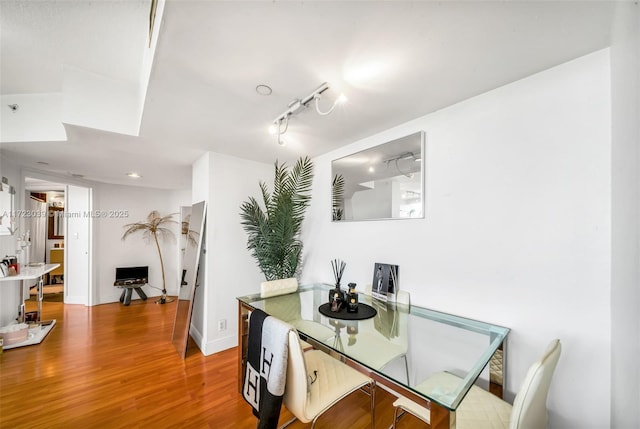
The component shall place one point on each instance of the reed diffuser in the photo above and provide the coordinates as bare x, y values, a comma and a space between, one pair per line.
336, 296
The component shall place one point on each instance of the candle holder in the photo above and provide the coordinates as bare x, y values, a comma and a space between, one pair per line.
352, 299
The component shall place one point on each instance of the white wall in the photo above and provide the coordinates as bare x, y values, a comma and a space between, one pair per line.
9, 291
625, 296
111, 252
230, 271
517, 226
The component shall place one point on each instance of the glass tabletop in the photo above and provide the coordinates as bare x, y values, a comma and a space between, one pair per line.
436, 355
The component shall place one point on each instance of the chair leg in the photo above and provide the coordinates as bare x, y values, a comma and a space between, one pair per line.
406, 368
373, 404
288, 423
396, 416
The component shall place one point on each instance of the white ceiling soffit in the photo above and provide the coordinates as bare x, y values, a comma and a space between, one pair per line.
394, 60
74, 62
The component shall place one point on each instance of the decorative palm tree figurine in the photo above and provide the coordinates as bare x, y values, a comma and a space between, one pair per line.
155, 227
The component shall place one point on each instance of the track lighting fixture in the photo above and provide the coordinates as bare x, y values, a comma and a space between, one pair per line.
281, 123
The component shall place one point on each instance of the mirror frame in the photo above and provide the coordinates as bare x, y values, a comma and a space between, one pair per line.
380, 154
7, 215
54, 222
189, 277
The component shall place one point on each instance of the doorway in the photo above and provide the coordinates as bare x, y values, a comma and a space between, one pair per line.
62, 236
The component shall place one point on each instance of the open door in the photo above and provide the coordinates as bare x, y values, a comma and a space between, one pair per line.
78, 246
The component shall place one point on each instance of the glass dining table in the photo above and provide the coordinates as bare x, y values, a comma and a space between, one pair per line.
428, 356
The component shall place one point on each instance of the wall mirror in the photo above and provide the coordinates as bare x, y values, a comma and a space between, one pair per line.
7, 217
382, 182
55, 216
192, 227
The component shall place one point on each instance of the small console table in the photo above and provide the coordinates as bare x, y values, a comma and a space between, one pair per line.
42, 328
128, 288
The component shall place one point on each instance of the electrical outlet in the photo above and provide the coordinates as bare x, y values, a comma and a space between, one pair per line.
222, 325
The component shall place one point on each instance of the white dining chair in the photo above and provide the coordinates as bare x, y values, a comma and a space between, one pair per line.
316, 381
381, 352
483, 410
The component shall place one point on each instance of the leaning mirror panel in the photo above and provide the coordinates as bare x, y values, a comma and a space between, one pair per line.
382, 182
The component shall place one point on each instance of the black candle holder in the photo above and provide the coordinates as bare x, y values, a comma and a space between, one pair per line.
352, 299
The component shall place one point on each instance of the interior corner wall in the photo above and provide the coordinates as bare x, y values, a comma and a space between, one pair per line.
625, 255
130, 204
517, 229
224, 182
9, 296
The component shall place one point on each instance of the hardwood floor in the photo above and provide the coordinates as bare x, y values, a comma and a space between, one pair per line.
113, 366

^^^^

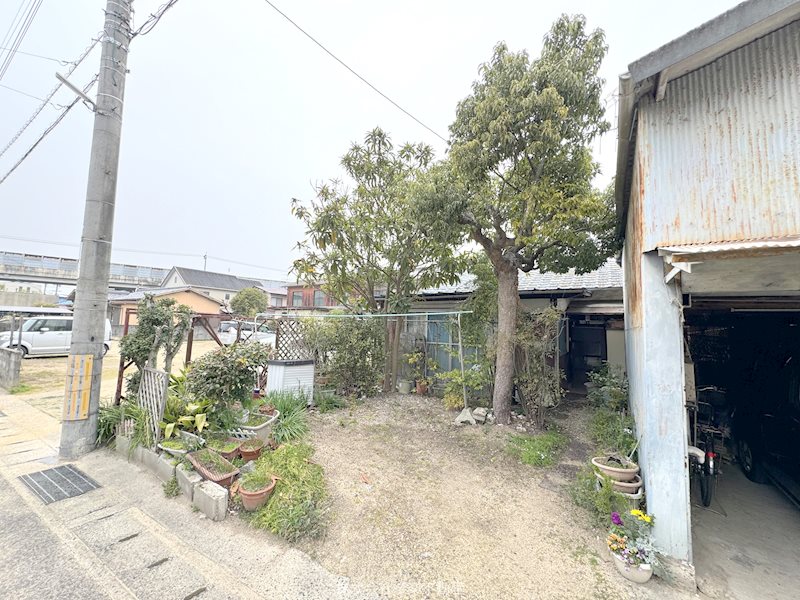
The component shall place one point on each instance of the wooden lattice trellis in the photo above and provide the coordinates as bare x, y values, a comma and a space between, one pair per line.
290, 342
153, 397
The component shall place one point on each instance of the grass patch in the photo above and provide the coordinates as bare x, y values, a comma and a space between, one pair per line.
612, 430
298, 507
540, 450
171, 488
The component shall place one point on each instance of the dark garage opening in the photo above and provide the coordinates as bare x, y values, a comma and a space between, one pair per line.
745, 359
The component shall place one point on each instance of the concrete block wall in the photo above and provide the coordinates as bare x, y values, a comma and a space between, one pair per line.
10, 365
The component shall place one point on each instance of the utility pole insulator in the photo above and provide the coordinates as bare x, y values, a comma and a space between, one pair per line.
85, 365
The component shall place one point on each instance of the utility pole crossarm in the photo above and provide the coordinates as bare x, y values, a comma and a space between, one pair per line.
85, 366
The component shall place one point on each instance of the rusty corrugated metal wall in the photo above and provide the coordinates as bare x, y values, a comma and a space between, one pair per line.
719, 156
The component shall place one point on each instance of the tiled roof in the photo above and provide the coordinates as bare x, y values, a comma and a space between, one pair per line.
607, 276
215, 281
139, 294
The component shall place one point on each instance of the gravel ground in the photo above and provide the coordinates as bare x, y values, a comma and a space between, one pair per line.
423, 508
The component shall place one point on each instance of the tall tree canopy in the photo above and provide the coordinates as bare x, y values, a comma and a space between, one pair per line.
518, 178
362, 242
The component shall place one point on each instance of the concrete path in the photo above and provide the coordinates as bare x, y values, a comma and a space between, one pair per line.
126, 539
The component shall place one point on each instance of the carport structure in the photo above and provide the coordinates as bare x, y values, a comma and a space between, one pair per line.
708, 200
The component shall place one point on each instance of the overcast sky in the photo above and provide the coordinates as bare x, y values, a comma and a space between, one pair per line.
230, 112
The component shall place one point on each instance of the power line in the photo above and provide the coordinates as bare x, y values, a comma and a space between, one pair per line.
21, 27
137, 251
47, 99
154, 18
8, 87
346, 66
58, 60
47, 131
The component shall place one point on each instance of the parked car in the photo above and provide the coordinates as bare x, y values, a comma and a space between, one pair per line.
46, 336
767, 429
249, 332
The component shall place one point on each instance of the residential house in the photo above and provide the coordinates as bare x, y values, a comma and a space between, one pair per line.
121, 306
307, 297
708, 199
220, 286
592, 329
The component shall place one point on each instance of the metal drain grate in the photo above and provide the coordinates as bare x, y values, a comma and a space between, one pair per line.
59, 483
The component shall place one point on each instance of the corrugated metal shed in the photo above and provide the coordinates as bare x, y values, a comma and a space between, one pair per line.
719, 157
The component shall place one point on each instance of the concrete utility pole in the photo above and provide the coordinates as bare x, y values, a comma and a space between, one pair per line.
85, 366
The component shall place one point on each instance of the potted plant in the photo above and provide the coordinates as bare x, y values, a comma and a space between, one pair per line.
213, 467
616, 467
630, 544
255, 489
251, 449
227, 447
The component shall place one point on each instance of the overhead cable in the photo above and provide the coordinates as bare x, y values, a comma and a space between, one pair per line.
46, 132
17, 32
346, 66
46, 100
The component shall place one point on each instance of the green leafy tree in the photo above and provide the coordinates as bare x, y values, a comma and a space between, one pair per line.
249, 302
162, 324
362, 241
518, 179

^^^^

TASK DESCRIPTION
State only the number of lines in the records above that contain the word "tall".

THE REPLY
1